--- PROVIDED MATERIAL ---

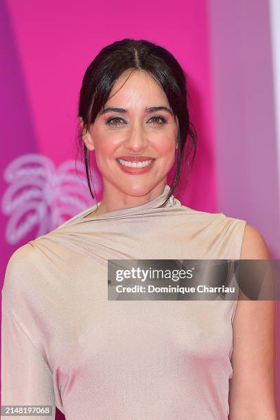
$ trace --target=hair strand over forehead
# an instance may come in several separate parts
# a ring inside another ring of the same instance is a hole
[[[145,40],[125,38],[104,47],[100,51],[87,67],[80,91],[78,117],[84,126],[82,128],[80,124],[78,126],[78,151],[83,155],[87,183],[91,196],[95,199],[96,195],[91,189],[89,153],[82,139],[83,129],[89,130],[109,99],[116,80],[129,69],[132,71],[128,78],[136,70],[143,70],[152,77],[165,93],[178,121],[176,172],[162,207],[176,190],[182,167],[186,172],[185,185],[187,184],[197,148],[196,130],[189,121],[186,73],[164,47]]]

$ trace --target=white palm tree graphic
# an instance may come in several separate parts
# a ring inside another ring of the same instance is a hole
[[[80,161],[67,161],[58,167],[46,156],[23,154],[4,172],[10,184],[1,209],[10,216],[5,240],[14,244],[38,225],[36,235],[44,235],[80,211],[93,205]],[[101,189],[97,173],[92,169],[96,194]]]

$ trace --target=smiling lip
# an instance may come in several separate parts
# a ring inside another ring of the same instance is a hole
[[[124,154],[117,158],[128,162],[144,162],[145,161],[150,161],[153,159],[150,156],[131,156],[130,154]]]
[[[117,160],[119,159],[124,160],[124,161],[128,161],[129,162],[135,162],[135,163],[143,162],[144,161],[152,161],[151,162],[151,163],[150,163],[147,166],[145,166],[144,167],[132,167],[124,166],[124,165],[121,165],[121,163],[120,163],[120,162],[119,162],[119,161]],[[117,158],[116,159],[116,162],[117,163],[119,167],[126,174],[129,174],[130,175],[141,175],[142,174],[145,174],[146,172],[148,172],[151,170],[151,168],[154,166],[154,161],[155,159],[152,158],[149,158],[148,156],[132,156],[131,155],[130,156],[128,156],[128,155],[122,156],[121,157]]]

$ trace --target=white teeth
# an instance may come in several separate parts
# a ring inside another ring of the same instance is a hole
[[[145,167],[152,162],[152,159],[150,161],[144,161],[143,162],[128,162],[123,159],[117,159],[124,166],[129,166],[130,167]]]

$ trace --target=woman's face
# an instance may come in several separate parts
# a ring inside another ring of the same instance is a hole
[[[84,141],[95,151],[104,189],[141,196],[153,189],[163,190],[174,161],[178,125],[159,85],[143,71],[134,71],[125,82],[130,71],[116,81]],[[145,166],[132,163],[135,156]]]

---
--- PROVIDED MATERIAL ---

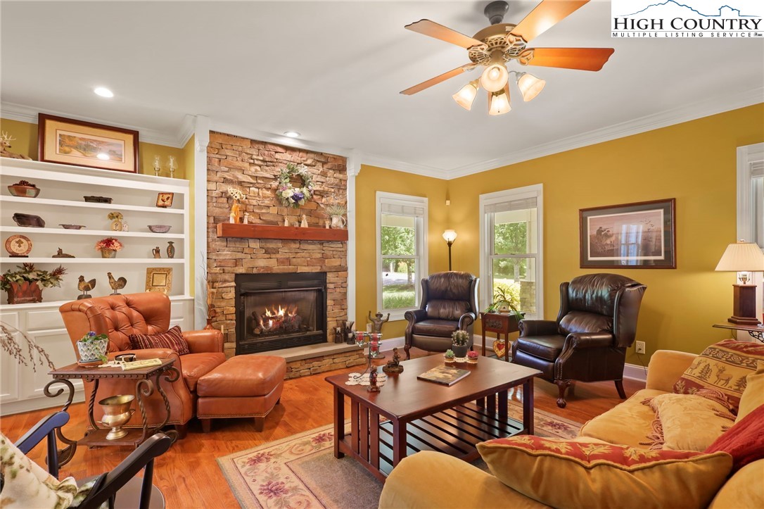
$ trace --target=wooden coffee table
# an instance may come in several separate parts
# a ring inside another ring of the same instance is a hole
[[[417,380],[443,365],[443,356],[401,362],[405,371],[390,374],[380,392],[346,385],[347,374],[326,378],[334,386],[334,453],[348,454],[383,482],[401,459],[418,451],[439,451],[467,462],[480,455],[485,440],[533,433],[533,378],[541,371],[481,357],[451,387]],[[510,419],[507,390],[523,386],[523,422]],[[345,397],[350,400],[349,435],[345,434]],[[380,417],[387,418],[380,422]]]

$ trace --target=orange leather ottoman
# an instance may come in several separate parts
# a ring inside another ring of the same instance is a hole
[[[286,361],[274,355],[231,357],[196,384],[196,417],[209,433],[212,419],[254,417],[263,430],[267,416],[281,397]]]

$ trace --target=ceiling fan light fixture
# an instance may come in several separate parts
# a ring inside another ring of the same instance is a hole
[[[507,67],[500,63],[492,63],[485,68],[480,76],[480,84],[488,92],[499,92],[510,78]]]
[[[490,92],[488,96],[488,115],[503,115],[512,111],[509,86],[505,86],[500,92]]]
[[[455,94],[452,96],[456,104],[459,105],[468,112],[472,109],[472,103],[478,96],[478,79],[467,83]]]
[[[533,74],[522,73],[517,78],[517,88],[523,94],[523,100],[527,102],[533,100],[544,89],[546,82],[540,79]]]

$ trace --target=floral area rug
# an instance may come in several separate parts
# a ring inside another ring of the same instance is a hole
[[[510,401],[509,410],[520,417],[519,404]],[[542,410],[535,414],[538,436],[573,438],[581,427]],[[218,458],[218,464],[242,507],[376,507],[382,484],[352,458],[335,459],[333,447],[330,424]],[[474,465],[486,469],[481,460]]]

---

### [WHAT YOU SHOULD DO]
List every line in the items above that contains the word "white", copying each line in full.

### [OUTPUT]
$ trace --target=white palm tree graphic
$ trace --target=white teeth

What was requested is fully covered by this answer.